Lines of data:
----------
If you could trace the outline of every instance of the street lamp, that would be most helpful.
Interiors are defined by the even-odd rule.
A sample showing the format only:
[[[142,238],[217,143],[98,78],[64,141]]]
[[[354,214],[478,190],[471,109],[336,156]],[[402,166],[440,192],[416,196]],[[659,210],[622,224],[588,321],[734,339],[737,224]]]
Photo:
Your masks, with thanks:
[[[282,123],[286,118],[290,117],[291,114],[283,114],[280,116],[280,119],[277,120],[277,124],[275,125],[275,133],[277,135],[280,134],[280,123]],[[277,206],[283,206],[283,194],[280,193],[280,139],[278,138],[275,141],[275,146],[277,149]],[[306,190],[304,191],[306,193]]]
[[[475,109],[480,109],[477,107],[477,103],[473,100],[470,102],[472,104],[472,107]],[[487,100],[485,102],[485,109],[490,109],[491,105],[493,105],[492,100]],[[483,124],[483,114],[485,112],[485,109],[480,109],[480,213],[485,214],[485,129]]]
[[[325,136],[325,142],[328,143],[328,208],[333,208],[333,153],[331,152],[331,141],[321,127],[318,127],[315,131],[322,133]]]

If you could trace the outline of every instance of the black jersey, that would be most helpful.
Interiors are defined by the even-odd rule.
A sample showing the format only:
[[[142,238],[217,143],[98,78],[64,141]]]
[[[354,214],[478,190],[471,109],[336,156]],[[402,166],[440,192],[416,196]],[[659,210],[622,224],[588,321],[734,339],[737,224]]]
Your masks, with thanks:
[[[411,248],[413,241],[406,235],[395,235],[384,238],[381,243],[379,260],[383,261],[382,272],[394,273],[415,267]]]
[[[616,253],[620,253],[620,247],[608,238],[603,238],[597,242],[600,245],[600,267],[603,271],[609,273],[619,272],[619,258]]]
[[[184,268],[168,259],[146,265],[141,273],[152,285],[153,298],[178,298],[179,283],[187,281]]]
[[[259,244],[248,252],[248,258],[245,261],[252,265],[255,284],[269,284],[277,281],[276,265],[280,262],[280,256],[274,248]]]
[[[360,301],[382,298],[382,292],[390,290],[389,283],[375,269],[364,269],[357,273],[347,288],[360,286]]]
----------
#### Short exercise
Retype the listing. Match it exactly.

#### Right answer
If you could trace the outline of every instance of the street lamp, that would be most helpful.
Interiors are defined by the even-odd rule.
A sample showing the format only:
[[[142,238],[217,143],[98,78],[64,141]]]
[[[354,214],[478,190],[471,109],[336,156]],[[402,166],[440,192],[416,196]],[[659,210],[622,224],[588,321],[734,339],[737,224]]]
Photo:
Your masks, with thanks:
[[[282,123],[286,118],[290,117],[291,114],[283,114],[280,116],[280,119],[277,120],[277,124],[275,125],[275,133],[277,135],[280,134],[280,123]],[[277,206],[283,206],[283,194],[280,193],[280,139],[278,138],[275,141],[275,146],[277,149]],[[306,190],[304,191],[306,193]]]
[[[475,109],[480,109],[477,107],[477,103],[473,100],[470,102],[472,104],[472,107]],[[487,100],[485,102],[485,109],[490,109],[491,105],[493,105],[492,100]],[[483,124],[483,114],[485,112],[485,109],[480,109],[480,213],[485,214],[485,129]]]
[[[325,136],[325,142],[328,143],[328,208],[333,208],[333,153],[331,152],[331,141],[321,127],[318,127],[315,131],[322,133]]]

If you could trace the outline of every instance of the black jersey, that would be most helpful.
Interiors are defined by the even-odd rule.
A sample showing the format only:
[[[142,238],[217,143],[98,78],[64,141]]]
[[[354,214],[478,190],[471,109],[336,156]],[[402,166],[440,192],[416,196]],[[659,210],[622,224],[588,321],[734,339],[737,224]]]
Your masks, with thanks:
[[[411,248],[413,241],[406,235],[395,235],[384,238],[381,243],[379,260],[383,261],[382,272],[394,273],[415,267]]]
[[[616,253],[620,253],[620,247],[608,238],[603,238],[597,242],[600,245],[600,267],[603,271],[609,273],[619,272],[619,258]]]
[[[184,268],[168,259],[146,265],[141,273],[152,285],[153,298],[178,298],[179,283],[187,281]]]
[[[259,244],[248,252],[248,258],[245,261],[252,265],[255,284],[269,284],[277,281],[276,265],[280,262],[280,256],[274,248]]]
[[[360,301],[382,298],[382,292],[390,290],[389,283],[375,269],[364,269],[357,273],[347,288],[360,286]]]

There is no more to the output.